**Aim of the exercise**.
Count the lines in the listing below that contain the string "sunglasses". Reply with the number only.

━━ Records

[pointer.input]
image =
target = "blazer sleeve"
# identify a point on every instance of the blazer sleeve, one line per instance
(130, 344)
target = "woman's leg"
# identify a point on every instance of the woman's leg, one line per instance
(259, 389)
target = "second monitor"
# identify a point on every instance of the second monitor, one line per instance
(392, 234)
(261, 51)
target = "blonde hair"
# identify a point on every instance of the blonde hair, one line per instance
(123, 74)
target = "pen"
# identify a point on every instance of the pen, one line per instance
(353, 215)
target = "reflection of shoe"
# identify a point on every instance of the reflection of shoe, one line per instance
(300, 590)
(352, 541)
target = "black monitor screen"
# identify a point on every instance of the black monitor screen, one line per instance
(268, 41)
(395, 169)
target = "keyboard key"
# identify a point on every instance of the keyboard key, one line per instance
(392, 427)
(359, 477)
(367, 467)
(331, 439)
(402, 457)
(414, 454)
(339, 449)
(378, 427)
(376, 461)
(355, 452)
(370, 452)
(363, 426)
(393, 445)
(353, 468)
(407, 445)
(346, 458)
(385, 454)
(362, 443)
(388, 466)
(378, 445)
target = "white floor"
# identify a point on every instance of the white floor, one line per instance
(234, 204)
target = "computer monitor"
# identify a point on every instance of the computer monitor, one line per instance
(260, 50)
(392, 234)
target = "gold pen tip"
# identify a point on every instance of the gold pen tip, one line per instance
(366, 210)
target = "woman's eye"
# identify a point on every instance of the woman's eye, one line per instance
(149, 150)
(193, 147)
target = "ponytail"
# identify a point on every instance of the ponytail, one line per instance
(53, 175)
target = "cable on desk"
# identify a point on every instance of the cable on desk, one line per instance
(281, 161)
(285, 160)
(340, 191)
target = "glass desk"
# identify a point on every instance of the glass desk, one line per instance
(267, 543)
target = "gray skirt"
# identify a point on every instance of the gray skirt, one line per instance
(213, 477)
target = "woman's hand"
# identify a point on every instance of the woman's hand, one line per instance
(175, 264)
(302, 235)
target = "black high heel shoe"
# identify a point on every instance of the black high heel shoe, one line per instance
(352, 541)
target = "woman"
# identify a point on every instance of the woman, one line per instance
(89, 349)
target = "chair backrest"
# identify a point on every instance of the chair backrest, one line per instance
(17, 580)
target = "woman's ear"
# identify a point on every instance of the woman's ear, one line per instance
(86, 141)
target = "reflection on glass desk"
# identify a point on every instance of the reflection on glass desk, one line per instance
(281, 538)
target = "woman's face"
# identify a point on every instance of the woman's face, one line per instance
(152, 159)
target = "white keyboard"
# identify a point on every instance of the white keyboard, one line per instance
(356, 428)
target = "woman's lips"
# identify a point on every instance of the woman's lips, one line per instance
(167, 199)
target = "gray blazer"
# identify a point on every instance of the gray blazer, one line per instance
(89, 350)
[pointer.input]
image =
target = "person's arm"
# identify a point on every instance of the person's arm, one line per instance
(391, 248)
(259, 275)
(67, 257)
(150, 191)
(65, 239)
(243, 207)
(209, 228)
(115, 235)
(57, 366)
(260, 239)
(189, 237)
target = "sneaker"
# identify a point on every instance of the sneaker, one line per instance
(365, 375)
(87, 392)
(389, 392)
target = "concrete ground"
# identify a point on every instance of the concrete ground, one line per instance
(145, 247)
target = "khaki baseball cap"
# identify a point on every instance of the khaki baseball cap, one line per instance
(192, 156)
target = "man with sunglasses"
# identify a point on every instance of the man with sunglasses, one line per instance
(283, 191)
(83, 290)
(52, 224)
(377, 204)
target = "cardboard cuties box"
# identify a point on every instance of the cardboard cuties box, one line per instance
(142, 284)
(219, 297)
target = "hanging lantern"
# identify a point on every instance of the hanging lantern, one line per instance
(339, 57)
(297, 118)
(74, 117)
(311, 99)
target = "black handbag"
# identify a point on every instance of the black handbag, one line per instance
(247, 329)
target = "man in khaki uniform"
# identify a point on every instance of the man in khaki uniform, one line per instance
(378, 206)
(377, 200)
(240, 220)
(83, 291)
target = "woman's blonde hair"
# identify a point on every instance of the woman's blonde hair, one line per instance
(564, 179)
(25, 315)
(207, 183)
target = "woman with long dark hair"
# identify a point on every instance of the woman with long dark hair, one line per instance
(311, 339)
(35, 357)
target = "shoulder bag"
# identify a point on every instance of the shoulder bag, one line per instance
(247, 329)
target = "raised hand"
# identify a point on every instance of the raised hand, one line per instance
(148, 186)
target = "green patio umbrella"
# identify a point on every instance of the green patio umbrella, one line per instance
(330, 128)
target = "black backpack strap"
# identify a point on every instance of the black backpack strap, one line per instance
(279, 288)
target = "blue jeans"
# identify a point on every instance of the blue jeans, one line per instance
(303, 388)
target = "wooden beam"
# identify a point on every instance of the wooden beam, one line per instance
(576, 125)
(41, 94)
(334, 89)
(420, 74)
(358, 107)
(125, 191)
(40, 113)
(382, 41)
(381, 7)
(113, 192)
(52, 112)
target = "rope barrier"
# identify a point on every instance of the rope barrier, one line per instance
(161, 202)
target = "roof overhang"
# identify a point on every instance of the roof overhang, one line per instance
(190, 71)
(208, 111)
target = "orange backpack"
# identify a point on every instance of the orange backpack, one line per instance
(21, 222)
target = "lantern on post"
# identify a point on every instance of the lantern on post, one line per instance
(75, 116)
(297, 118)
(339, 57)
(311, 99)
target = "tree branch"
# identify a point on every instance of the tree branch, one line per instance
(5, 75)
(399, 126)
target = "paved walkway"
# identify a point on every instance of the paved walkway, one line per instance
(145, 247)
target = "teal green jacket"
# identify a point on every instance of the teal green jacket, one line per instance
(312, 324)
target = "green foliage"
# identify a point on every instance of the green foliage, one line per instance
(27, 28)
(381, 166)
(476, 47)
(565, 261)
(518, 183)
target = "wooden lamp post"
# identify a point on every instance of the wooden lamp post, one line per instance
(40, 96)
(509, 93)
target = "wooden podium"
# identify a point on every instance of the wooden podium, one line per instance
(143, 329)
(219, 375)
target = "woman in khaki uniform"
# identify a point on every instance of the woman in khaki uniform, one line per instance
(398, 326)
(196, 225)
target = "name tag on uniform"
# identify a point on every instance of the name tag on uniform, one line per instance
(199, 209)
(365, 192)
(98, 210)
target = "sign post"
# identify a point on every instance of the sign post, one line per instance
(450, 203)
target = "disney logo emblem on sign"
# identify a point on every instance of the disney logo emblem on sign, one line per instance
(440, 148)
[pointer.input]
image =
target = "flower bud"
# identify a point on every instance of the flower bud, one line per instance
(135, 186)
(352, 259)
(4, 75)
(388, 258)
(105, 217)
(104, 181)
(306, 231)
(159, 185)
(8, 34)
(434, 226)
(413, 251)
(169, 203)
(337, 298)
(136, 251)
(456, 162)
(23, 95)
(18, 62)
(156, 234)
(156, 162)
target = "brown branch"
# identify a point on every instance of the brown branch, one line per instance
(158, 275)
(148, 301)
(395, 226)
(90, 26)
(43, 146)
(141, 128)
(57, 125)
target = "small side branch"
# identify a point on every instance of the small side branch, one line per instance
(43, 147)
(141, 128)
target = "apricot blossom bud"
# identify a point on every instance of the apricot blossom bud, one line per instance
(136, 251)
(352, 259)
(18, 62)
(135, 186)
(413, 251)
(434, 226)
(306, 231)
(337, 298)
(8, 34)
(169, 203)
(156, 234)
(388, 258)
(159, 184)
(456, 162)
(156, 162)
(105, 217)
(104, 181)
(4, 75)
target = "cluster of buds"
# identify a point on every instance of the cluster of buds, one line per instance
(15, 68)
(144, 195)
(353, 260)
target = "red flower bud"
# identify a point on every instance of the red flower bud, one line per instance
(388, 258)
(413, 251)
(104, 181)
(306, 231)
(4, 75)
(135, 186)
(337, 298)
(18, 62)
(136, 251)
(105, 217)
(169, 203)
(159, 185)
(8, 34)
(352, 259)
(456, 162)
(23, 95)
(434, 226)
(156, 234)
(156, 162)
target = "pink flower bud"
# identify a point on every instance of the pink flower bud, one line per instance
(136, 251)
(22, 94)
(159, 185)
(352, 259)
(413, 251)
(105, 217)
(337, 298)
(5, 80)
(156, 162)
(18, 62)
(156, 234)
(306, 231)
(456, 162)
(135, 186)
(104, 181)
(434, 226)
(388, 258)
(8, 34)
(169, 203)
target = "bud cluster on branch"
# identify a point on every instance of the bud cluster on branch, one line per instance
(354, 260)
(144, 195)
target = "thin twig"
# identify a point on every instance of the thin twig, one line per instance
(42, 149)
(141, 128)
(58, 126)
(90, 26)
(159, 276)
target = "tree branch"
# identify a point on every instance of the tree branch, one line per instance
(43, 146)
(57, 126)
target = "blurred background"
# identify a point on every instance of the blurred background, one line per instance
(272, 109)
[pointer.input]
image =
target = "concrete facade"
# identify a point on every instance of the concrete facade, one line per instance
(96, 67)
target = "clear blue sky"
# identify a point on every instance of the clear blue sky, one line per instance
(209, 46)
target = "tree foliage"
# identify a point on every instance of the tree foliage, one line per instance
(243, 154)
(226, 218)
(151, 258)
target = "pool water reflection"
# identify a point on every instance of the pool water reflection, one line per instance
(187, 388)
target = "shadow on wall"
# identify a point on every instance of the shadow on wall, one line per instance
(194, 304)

━━━━

**In response**.
2